* **Excerpt to read**
☆ ☆ ☆ ☆ ☆

Discussion of W.I. Thomas, "The Significance of the Orient for the Occident"
PROFESSOR ALBERT ERNEST JENKS,
UNIVERSITY OF MINNESOTA
While I have purposely sought to place antithetically certain differences between the man of the Far East and the man of the West as I conceive these differences, and, while of necessity, I take my stand with the man of the West, yet I wish to preface my remarks with a statement of my admiration for the oriental man.
Since it is a law of life that man must earn his bread in the sweat of his brow, I greatly admire a people which has learned to toil almost incessantly, with so little friction and complaint and with so much contentment, as has the Chinese, whether in China or out of it.
When I know the unparalleled ravages of tuberculosis among the American people, I turn with hopefulness to China which has bred a human race practically immune to this terrible disease. The Chinaman has become the most perfect human animal for colonization in the world today. With greater safety than any other people the Chinese may be transplanted to the Arctic snows or the recking heat of the humid equatorial area.
Again I turn with admiration to the Orient -- to Japan. Japan has taught the whole world the practicability of modern scientific knowledge in everyday life - the most important lesson the West can learn from the recent Russio-Japanese war.
When we consider the Asiatic continental man as the oriental, and the American and western European as the occidental, there are, it seems to me, three fundamental cultural traits in which the oriental and the occidental have radically differed, and today do greatly differ, and in which conflict stimuli are active in contacts between the two.
First, the oriental is a peaceful, patient, plodding man, with a meditative, spiritual nature. He has given the world most of its domestic animals and staple food plants. He has given the world all of its great religions. The occidental is a thinking, active, belligerent, materialistic man. He has
(753) given the world its incessant pioneering activity, its modern science, its machinery of modern war, and its heretofore undreamed of machinery for and hoards of material wealth.
We may now enlarge our definition of the oriental so as to embrace the Japanese as well as tile continental man of Asia, and say:
Second, the oriental is a communistic man, living, struggling, and dying in herds -- in the commune of labor, and the family. The occidental is an individualist. It may almost be said that every American private soldier is potentially a general. Representative government, whether monarchical or republican points to the individualism of the occidental. One who has seen the average American among the average orientals in the Orient knows that two Americans are worth twenty orientals in an emergency -- when practical things must be thought instantly and done quickly.
Third, if one may be pardoned an American bull, he may say the future of the oriental has been, and is largely today, behind him. The oriental looks always backward over his shoulder for the nod or frown of his ancestors. He is tightly tied to the past with the gordian knot of custom and tradition. The occidental's future is before him, and he cares little for the customs and traditions of the past. He builds his reputation and his fortune for his children much more than, as the oriental builds, for the family name established generations ago by his ancestors.
There are three additional conflict stimuli active between the occidental and oriental; and we may now understand the term oriental to be broader than used above, so as to include also the Malayan peoples.

☆ ☆ ☆ ☆ ☆

* **Supplied data**
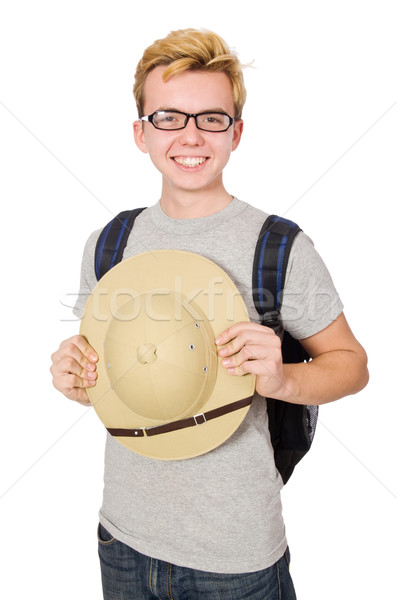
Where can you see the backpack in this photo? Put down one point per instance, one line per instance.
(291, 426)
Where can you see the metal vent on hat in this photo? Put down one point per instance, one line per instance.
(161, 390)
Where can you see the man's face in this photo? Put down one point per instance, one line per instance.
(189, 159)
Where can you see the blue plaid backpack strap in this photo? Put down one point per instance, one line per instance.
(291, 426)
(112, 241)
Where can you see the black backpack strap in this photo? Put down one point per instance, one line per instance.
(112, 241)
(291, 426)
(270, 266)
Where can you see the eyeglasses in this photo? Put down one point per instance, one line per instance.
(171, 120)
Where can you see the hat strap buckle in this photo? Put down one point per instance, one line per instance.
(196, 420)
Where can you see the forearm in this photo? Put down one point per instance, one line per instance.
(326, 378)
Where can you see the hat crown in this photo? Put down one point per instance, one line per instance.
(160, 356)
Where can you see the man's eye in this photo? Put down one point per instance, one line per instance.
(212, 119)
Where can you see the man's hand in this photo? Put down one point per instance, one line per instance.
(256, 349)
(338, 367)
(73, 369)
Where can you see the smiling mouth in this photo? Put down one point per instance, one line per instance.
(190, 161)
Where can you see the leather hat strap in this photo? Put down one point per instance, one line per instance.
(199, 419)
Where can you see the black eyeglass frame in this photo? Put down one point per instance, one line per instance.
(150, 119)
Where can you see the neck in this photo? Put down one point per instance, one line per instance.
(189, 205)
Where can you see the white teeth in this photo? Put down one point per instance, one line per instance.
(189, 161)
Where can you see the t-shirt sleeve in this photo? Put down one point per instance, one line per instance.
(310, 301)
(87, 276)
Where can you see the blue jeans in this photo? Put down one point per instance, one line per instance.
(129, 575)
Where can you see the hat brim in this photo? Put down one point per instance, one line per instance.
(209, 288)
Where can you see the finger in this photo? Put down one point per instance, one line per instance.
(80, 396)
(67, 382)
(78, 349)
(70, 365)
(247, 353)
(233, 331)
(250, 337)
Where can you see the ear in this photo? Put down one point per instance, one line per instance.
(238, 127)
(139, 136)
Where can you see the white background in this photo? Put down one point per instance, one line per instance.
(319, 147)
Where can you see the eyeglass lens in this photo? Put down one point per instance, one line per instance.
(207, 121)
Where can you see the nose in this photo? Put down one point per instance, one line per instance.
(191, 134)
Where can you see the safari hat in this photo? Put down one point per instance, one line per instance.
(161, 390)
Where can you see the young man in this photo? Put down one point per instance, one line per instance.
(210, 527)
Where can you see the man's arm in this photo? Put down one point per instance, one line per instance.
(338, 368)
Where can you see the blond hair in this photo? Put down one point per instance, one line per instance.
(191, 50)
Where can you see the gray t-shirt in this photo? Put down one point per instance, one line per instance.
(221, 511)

☆ ☆ ☆ ☆ ☆

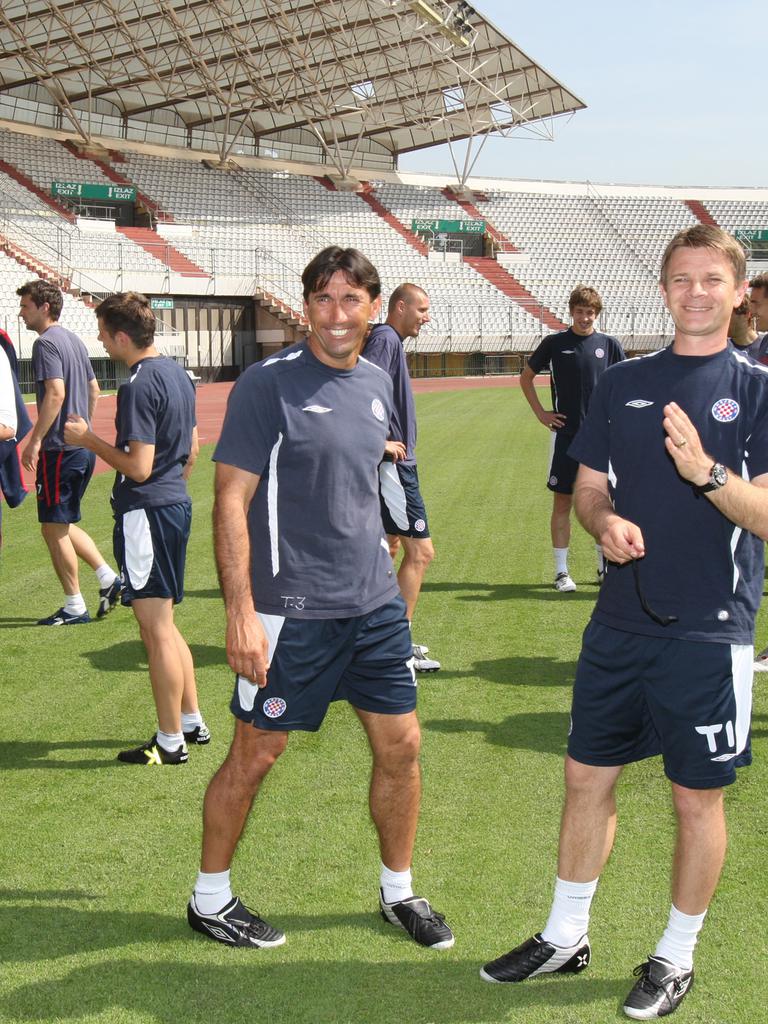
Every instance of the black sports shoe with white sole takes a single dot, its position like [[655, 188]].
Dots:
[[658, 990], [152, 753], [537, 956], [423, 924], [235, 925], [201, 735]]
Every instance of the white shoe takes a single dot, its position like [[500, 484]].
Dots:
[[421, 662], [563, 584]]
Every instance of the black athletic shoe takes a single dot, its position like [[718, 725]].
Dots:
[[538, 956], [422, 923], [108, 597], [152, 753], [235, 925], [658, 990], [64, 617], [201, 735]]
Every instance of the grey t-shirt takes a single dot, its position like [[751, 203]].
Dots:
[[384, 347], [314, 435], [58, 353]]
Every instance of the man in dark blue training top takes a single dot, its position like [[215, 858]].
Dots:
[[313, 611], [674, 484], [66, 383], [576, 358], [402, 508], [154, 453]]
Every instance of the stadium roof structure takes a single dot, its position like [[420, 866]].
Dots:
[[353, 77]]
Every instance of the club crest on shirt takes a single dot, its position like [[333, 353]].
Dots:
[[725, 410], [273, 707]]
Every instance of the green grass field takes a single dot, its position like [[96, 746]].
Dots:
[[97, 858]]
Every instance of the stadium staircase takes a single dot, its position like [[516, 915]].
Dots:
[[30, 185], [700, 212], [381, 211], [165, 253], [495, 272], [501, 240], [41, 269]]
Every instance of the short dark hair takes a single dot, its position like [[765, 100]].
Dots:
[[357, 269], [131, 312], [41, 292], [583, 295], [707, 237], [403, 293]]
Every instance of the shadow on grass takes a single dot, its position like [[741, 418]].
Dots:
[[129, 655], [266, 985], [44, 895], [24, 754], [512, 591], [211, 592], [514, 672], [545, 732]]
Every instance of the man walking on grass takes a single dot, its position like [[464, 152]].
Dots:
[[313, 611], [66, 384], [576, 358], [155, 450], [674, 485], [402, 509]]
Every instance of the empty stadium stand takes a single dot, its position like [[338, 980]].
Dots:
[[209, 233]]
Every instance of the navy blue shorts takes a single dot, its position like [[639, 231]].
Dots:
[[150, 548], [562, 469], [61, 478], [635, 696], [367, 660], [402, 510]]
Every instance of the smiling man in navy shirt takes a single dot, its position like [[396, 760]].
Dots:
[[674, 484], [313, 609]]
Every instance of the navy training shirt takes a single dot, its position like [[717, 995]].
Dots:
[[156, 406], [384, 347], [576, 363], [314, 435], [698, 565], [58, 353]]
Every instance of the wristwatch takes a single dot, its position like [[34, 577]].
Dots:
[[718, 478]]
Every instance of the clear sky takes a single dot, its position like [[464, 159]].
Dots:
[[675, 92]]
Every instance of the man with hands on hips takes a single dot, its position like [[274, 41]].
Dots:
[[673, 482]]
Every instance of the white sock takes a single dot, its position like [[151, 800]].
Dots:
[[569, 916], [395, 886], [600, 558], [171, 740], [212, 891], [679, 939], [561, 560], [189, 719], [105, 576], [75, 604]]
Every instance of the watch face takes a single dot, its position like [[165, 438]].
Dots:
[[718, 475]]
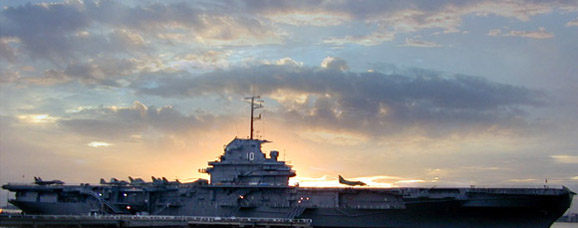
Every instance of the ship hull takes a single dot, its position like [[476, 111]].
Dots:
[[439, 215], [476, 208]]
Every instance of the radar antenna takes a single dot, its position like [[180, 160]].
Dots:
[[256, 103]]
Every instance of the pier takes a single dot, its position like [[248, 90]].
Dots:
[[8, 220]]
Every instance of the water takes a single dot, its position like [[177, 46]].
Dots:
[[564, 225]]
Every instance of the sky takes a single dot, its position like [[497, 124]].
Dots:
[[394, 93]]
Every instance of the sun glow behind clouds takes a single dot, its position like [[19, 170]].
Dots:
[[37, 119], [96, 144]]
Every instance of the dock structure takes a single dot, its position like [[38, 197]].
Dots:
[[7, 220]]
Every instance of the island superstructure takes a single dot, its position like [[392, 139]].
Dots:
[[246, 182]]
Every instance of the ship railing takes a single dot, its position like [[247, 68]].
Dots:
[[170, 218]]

☆ ☆ ☆ ☆ ☆

* **Required work**
a: According to the Jenks discussion, which of the world's religions has the oriental given it?
b: Reproduce everything in the Jenks discussion from "When we consider" down to "between the two.", word for word.

* **Your responses**
a: All of its great religions.

b:
When we consider the Asiatic continental man as the oriental, and the American and western European as the occidental, there are, it seems to me, three fundamental cultural traits in which the oriental and the occidental have radically differed, and today do greatly differ, and in which conflict stimuli are active in contacts between the two.